> _Exercise instructions_: Set each line of the records down again exactly, please.

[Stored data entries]
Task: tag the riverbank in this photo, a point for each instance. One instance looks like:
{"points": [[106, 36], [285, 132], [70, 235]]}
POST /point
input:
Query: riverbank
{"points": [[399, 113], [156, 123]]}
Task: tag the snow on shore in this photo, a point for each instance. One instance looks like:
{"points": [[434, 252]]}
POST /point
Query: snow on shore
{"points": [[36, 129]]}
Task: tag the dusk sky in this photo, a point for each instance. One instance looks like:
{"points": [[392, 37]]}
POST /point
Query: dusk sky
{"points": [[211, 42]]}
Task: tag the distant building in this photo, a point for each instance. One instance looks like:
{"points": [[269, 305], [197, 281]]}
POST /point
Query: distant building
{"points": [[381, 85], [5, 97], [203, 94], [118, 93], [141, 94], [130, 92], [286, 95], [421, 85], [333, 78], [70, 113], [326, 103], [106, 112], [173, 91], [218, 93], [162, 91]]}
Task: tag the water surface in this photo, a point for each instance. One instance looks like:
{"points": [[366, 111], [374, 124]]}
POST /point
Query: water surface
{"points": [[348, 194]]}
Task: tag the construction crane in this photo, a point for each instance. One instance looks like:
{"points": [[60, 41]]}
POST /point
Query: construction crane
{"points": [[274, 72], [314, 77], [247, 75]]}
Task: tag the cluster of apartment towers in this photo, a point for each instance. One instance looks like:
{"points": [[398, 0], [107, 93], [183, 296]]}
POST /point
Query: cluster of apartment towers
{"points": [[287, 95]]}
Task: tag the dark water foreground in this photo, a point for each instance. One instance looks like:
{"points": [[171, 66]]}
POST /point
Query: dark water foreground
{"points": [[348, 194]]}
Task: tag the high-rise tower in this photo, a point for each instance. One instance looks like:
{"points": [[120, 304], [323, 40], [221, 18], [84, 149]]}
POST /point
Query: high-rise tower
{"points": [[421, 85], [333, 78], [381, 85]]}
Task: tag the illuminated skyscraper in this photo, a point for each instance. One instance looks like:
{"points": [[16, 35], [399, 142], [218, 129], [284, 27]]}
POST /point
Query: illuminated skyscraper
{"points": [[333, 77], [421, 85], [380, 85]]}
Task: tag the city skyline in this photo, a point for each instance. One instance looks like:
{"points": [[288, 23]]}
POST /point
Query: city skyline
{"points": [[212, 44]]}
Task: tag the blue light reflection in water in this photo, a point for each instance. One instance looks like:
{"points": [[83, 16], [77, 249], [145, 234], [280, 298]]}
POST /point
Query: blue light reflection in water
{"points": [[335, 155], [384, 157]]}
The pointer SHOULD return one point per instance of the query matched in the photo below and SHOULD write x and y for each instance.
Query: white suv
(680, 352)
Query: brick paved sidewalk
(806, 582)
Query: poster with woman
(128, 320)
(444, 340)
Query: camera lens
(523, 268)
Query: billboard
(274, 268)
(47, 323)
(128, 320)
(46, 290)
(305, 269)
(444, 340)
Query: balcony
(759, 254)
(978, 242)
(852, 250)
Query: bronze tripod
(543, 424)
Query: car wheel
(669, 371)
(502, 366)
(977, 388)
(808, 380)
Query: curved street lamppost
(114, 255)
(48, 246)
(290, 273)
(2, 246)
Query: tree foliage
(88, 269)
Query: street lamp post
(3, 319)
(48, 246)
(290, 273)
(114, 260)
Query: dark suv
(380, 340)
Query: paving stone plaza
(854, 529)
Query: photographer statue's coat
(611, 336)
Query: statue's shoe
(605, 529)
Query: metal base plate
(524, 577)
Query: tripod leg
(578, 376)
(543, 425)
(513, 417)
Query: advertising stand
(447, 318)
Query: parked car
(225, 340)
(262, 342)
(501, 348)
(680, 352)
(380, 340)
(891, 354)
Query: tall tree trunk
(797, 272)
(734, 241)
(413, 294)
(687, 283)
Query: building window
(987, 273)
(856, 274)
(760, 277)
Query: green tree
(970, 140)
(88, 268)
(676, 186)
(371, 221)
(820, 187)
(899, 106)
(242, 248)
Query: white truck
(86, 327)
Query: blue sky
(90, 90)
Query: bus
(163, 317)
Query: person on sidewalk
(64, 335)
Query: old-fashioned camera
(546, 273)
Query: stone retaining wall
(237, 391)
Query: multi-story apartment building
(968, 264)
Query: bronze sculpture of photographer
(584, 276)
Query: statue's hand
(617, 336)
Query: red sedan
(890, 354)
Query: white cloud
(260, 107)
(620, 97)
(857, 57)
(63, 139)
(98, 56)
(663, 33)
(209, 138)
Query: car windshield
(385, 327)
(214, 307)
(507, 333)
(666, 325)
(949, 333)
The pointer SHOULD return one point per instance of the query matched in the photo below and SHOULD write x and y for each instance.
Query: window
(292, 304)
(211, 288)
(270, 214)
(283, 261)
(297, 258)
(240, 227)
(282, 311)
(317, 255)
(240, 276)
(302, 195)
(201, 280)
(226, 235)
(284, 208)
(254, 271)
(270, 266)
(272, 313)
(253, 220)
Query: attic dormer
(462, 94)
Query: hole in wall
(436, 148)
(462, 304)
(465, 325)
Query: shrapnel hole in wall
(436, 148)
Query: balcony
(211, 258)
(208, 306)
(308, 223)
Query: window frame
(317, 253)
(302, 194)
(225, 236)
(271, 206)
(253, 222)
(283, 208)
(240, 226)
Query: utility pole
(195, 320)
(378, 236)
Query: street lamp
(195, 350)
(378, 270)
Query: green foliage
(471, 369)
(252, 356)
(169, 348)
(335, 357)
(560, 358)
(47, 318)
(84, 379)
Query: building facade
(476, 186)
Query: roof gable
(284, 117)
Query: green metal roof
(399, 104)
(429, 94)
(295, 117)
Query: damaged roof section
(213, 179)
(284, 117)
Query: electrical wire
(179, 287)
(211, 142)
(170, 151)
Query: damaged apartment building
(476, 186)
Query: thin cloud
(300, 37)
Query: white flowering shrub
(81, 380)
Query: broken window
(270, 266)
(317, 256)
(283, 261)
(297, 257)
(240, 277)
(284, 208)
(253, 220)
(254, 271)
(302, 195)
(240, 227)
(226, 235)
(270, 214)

> _Task output_:
Task: tag the riverbank in this photo, a point for each instance. One instance looks like:
{"points": [[106, 36], [285, 132], [70, 235]]}
POST /point
input:
Query: riverbank
{"points": [[399, 113], [156, 123]]}
Task: tag the snow on shore in this photo, a point for each instance. One instance looks like:
{"points": [[434, 252]]}
POST /point
Query: snow on shore
{"points": [[36, 129]]}
Task: tag the dusk sky in this photo, a point for each instance. One instance looks like:
{"points": [[392, 37]]}
POST /point
Query: dusk sky
{"points": [[211, 42]]}
Task: tag the distant building in this photo, a point for each instance. One instance looks like:
{"points": [[269, 305], [197, 281]]}
POST /point
Query: distant building
{"points": [[381, 85], [5, 97], [203, 94], [118, 93], [141, 94], [130, 92], [286, 95], [421, 85], [333, 78], [70, 113], [326, 103], [106, 112], [173, 91], [218, 93], [162, 91]]}
Task: tag the water surface in this photo, a point for each instance. One instance looks like:
{"points": [[366, 111], [374, 124]]}
POST /point
Query: water surface
{"points": [[348, 194]]}
Task: tag the construction crane in this photo, a point for each instance. One instance looks like:
{"points": [[60, 41]]}
POST /point
Query: construction crane
{"points": [[274, 72], [314, 77], [247, 75]]}
Task: tag the cluster of apartment towers in this photo, a point for each instance. One instance looks like:
{"points": [[398, 0], [107, 93], [183, 296]]}
POST /point
Query: cluster of apartment towers
{"points": [[287, 95]]}
Task: tag the dark water foreground in this photo, a point for each instance. One instance looks like:
{"points": [[171, 66]]}
POST /point
Query: dark water foreground
{"points": [[348, 194]]}
Task: tag the high-rise tower in this photo, a point for each instance. One instance looks like:
{"points": [[120, 304], [323, 40], [221, 18], [84, 149]]}
POST /point
Query: high-rise tower
{"points": [[421, 85], [333, 78], [381, 85]]}
Task: tag the illuminated skyscraper in this photo, a point for each instance. One instance looks like:
{"points": [[16, 35], [399, 142], [218, 129], [284, 27]]}
POST /point
Query: illuminated skyscraper
{"points": [[333, 77], [421, 85], [380, 85]]}
Task: tag the city skyline in this photo, a point for each instance. One instance looks like:
{"points": [[288, 23]]}
POST /point
Query: city skyline
{"points": [[212, 44]]}
Task: tag the blue light reflection in water in this photo, a point for each instance. One instance looks like:
{"points": [[83, 16], [77, 249], [145, 234], [280, 298]]}
POST /point
Query: blue light reflection in water
{"points": [[335, 155], [384, 157]]}
The pointer SHOULD return one point per instance of the query matched in the photo below and SHOULD write x and y for each instance.
Query: white suv
(680, 352)
Query: brick paved sidewalk
(806, 582)
Query: poster with woman
(128, 320)
(444, 340)
Query: camera lens
(523, 268)
Query: billboard
(274, 268)
(47, 323)
(128, 320)
(46, 290)
(305, 269)
(444, 340)
Query: balcony
(759, 254)
(978, 242)
(852, 250)
Query: bronze tripod
(543, 424)
Query: car wheel
(669, 371)
(502, 366)
(977, 388)
(808, 380)
Query: curved street lamppost
(114, 255)
(48, 246)
(290, 273)
(2, 246)
Query: tree foliage
(88, 269)
Query: street lamp post
(3, 319)
(48, 246)
(290, 273)
(114, 260)
Query: dark suv
(380, 340)
Query: paving stone plaza
(854, 529)
Query: photographer statue's coat
(611, 336)
Query: statue's shoe
(605, 529)
Query: metal base plate
(524, 577)
Query: tripod leg
(578, 376)
(543, 425)
(513, 417)
Query: advertising stand
(447, 318)
Query: parked car
(225, 340)
(262, 342)
(501, 348)
(680, 352)
(380, 340)
(891, 354)
Query: tall tree trunk
(797, 272)
(734, 241)
(413, 294)
(687, 283)
Query: building window
(987, 273)
(856, 274)
(760, 277)
Query: green tree
(970, 140)
(88, 268)
(676, 186)
(371, 221)
(820, 187)
(899, 106)
(242, 248)
Query: white truck
(86, 327)
Query: blue sky
(90, 90)
Query: bus
(163, 317)
Query: person on sidewalk
(64, 335)
Query: old-fashioned camera
(546, 273)
Query: stone retaining wall
(237, 391)
Query: multi-story apartment building
(968, 264)
Query: bronze sculpture of photographer
(584, 276)
Query: statue's hand
(617, 336)
Query: red sedan
(890, 354)
Query: white cloud
(260, 107)
(620, 97)
(857, 57)
(63, 139)
(98, 56)
(663, 33)
(209, 138)
Query: car windshield
(385, 327)
(214, 307)
(507, 333)
(666, 325)
(949, 333)
The pointer SHOULD return one point per instance of the query matched in the photo below and SHOULD write x and y for each instance.
Query: window
(292, 304)
(211, 288)
(270, 214)
(283, 261)
(297, 258)
(240, 227)
(282, 311)
(317, 255)
(240, 276)
(302, 195)
(201, 280)
(226, 235)
(284, 208)
(254, 271)
(270, 266)
(272, 313)
(253, 220)
Query: attic dormer
(462, 94)
Query: hole in wall
(436, 148)
(462, 304)
(465, 325)
Query: shrapnel hole in wall
(436, 148)
Query: balcony
(211, 258)
(208, 306)
(308, 223)
Query: window frame
(317, 253)
(302, 194)
(225, 236)
(271, 206)
(253, 222)
(283, 208)
(240, 226)
Query: utility pole
(195, 320)
(378, 236)
Query: street lamp
(195, 350)
(378, 270)
Query: green foliage
(471, 369)
(252, 356)
(169, 348)
(335, 357)
(560, 358)
(47, 318)
(84, 379)
Query: building facade
(476, 186)
Query: roof gable
(284, 117)
Query: green metal roof
(399, 104)
(429, 94)
(295, 117)
Query: damaged roof section
(213, 179)
(284, 117)
Query: electrical wire
(179, 287)
(211, 142)
(170, 151)
Query: damaged apartment building
(476, 186)
Query: thin cloud
(300, 37)
Query: white flowering shrub
(81, 380)
Query: broken window
(270, 266)
(317, 256)
(283, 261)
(297, 257)
(240, 277)
(284, 208)
(253, 220)
(254, 271)
(302, 195)
(240, 227)
(226, 235)
(270, 214)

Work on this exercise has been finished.